* [WORK REQUIRED]: Give back word for word every line from the one that includes "ok i'm thinking out loud but i need every plant" through the last line of the listing, and nothing besides.

* [AVAILABLE DATA]:
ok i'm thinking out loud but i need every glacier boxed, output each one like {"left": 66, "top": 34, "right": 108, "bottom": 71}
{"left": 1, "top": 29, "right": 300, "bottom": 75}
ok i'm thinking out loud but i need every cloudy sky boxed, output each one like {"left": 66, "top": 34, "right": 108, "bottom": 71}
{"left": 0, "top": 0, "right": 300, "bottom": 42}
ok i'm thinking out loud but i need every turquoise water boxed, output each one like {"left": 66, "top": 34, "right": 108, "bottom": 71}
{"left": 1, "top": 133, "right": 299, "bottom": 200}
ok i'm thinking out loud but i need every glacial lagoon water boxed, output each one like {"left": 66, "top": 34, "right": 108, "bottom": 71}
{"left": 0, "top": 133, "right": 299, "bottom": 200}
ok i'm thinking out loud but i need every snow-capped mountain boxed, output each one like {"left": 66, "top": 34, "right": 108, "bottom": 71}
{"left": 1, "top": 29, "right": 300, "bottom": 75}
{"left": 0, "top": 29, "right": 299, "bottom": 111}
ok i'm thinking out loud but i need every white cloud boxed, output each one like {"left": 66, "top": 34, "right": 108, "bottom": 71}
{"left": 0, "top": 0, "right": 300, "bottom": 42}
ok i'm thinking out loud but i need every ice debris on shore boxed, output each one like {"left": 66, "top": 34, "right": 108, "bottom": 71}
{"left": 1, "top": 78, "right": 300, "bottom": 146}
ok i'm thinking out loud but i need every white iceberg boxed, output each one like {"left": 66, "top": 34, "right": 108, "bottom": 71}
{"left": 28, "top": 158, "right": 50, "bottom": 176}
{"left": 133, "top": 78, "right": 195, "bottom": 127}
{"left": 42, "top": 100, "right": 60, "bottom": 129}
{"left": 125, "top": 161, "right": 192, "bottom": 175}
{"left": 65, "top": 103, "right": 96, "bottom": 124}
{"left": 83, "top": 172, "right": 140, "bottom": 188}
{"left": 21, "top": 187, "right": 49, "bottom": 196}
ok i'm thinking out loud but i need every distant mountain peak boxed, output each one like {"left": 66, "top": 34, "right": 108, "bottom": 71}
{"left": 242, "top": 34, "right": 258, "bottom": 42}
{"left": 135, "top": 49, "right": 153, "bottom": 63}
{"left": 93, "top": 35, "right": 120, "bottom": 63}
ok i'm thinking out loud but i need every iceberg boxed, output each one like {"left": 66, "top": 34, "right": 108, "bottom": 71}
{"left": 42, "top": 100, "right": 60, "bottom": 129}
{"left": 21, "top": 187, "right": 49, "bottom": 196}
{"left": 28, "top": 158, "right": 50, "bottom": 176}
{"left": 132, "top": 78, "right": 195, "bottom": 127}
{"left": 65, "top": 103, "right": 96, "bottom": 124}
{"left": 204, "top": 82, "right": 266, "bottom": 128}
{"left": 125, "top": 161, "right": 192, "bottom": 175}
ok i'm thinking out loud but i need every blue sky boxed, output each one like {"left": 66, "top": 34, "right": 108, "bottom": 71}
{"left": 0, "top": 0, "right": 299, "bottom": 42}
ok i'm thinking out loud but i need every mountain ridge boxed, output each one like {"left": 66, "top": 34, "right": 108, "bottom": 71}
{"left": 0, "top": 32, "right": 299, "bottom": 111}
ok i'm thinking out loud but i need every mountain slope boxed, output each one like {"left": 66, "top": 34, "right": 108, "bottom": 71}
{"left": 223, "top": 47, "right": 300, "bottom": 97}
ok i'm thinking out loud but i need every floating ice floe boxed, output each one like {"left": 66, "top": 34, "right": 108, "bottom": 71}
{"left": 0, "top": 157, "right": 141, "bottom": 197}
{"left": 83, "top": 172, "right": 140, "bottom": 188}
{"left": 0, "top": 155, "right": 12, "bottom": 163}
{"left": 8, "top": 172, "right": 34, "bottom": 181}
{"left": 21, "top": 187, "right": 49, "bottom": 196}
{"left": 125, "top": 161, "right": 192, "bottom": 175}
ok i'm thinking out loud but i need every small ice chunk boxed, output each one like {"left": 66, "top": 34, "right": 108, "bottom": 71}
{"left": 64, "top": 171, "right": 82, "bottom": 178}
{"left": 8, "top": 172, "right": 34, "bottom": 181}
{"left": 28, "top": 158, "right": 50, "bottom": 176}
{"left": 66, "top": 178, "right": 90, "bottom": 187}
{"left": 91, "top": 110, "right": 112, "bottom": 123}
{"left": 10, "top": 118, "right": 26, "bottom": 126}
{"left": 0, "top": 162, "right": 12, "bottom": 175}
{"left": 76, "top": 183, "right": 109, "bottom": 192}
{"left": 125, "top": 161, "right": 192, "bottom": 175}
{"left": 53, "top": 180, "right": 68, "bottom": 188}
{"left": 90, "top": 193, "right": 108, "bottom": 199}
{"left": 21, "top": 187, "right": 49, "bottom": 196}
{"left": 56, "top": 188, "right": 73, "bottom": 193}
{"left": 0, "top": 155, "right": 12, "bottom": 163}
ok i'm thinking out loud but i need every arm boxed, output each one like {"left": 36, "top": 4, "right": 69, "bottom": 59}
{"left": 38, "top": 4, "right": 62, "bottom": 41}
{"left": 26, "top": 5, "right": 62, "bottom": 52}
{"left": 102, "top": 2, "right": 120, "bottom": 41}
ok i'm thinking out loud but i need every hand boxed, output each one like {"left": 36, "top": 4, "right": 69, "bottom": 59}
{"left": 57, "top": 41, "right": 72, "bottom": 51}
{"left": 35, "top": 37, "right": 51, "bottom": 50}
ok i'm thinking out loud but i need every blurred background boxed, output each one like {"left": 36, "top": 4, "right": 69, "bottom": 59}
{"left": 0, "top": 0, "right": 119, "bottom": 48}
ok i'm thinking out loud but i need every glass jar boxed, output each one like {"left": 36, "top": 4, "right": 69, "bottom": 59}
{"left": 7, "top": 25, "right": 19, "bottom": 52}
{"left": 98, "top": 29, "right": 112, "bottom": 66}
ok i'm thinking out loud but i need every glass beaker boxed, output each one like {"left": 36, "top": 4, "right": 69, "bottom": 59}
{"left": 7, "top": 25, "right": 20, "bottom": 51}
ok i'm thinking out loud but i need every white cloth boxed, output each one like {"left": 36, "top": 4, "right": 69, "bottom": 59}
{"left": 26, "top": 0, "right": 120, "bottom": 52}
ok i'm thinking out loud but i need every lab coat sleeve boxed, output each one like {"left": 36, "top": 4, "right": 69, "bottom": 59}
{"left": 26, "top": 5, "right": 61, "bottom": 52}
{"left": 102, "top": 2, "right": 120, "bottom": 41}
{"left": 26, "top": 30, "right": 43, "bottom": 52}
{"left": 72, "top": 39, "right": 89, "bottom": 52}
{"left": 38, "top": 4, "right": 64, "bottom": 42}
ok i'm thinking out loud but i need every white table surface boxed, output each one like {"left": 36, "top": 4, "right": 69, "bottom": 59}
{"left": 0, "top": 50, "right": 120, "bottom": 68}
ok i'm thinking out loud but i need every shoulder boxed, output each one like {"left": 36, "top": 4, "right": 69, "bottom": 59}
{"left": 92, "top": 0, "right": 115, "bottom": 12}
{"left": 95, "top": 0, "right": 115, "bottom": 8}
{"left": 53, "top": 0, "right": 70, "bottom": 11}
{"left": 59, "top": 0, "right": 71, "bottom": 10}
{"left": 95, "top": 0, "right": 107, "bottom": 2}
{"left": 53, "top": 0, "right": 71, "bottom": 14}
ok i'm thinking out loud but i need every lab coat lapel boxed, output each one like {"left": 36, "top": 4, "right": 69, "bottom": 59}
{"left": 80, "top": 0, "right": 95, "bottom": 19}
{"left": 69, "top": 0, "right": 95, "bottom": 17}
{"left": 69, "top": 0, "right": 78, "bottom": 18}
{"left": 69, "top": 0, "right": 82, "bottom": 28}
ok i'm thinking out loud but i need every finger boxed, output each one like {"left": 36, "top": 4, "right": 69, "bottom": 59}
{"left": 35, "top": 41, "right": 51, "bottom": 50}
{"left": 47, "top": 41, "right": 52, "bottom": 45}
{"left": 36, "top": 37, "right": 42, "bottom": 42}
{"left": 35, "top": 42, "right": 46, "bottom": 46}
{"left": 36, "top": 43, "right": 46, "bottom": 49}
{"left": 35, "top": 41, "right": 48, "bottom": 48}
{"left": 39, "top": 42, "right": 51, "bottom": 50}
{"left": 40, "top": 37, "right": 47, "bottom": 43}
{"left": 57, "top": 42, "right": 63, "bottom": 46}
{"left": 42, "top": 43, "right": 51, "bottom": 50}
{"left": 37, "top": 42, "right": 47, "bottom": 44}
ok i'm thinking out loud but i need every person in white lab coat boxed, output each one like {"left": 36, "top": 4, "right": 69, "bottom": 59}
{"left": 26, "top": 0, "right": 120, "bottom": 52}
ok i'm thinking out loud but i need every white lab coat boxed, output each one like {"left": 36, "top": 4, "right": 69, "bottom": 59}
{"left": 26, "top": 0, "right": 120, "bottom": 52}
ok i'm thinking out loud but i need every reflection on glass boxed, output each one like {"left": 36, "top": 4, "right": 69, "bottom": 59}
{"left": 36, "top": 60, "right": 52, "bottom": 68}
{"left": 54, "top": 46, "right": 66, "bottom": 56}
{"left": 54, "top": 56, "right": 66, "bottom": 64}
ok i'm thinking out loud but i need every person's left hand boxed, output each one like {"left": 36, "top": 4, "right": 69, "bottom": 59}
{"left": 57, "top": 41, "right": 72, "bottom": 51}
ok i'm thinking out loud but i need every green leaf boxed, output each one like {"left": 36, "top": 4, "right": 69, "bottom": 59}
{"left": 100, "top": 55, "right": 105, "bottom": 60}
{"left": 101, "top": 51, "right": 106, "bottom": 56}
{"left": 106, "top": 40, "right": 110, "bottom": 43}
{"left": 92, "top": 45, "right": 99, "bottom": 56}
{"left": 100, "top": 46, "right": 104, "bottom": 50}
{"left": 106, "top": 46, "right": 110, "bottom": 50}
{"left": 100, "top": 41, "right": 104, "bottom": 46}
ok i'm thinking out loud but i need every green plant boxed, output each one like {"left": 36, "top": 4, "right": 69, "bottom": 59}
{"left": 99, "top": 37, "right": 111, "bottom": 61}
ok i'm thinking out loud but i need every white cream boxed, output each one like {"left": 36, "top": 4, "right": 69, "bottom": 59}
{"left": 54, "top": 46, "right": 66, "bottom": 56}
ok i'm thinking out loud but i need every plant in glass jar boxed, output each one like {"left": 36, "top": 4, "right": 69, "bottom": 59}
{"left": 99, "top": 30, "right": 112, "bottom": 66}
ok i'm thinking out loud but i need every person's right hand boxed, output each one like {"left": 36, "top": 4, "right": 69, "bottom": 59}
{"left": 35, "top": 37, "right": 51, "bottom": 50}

* [RESULT]:
ok i'm thinking out loud but i need every plant in glass jar boxed, output each one like {"left": 36, "top": 4, "right": 69, "bottom": 59}
{"left": 99, "top": 30, "right": 112, "bottom": 66}
ok i'm thinking out loud but i need every person's right hand boxed, output each one like {"left": 36, "top": 4, "right": 69, "bottom": 59}
{"left": 35, "top": 37, "right": 51, "bottom": 50}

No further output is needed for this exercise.